▸ What you should do
Every line in the data below that includes "photo" belongs in the answer, copied as it stands.

▸ Data under study
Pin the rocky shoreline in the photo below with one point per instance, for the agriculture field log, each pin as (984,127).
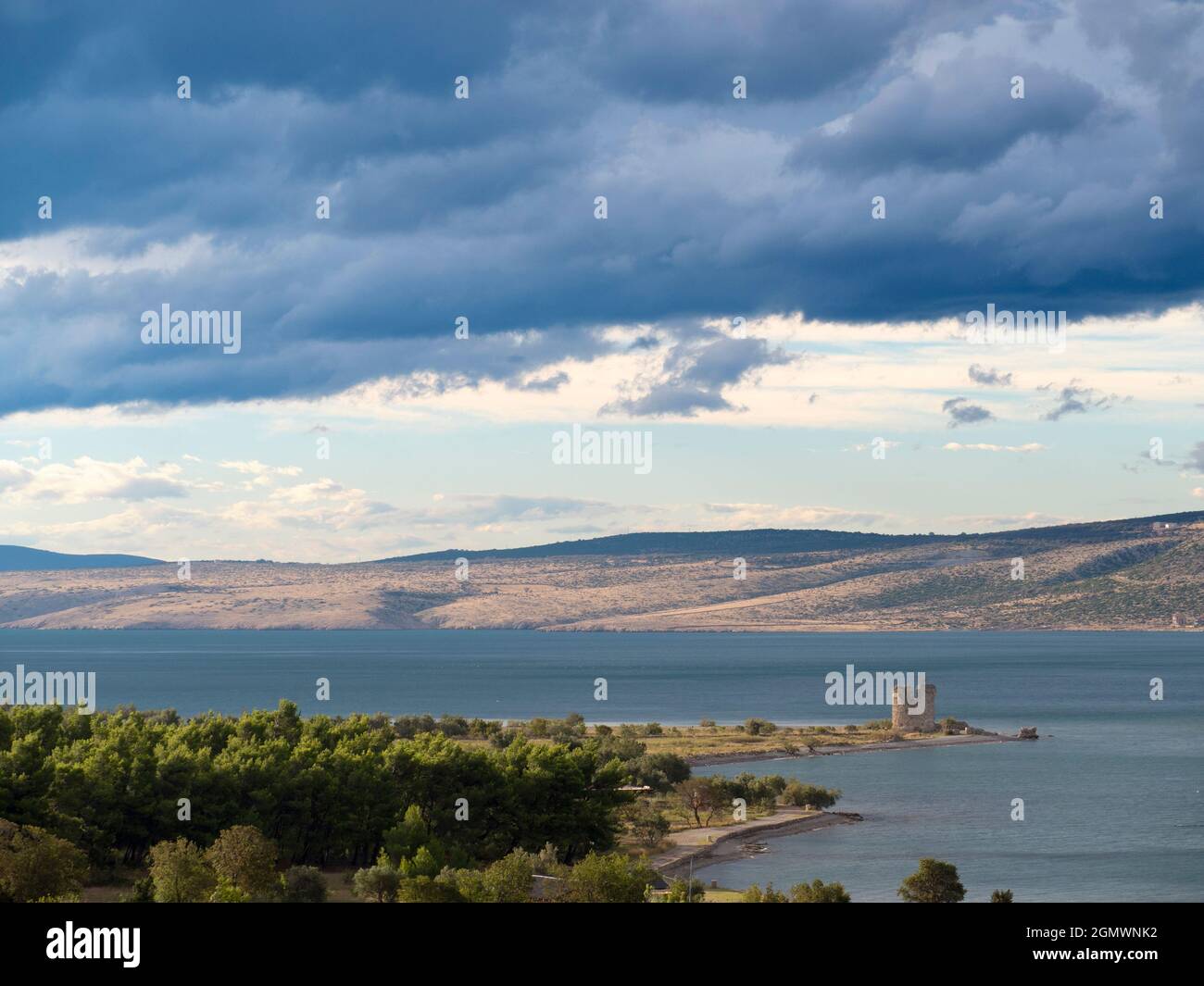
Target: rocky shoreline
(709,760)
(713,845)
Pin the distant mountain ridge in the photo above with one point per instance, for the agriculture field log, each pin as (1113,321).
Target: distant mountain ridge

▸ Response
Pin the rocky shoreline in the photo below with one point per instance, for the agriculture field log, each pin as (984,127).
Pin the distant mountain ridge in the photo above with one point per instance, for the agriculture field log, each pin as (1113,321).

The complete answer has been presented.